**What to do**
In the text on rocker shaft oil passageways, which parts does the oil pass through or reach, in order, before running back down?

**Text provided**
There are oil passageways from the block up through the heads & rocker shaft pedestal into the rocker shafts which are hollow.
Then out of the rocker shafts into the passages inside the rockers.
Some will also lube the rockers on the rocker shaft.
Through the rockers & onto the top of the pushrods before running back down.

Surprising how much cr8p builds up inside the shafts & I suggest you strip them & flush them out.

Get a suitable piece of dowel & as you remove & clean each item from the shaft put it onto the dowel. This will ensure it all goes back together in the same place & the same way it came off.

The passageways in the rockers can get blocked with cr8p & whilst you've got them off give them a good blast through with an aerosol of brake cleaner or other solvent. You may find some are so blocked - couple of mine were - you'll need to poke it out before blasting.

**Available data**
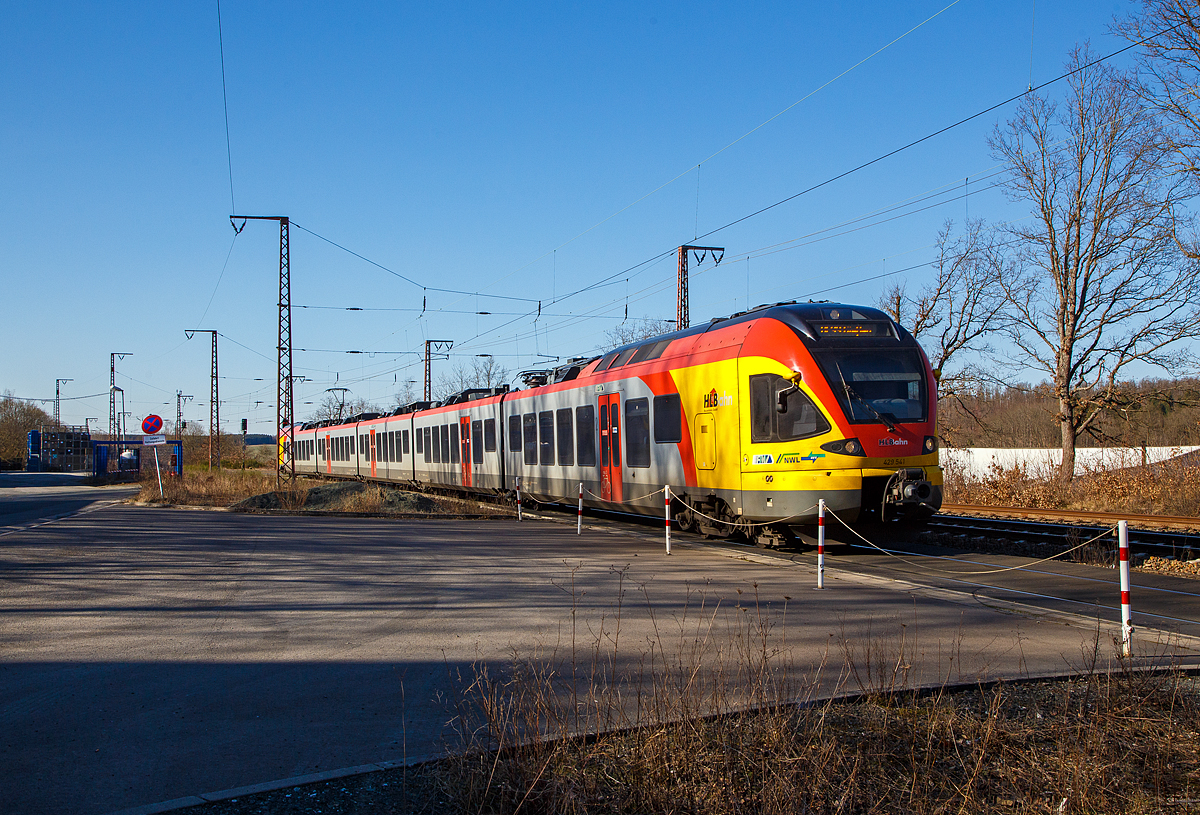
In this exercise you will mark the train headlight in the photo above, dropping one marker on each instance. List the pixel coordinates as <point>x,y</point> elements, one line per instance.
<point>846,447</point>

**Final answer**
1. The block
2. The heads
3. The rocker shaft pedestal
4. The rocker shafts
5. The passages inside the rockers
6. The top of the pushrods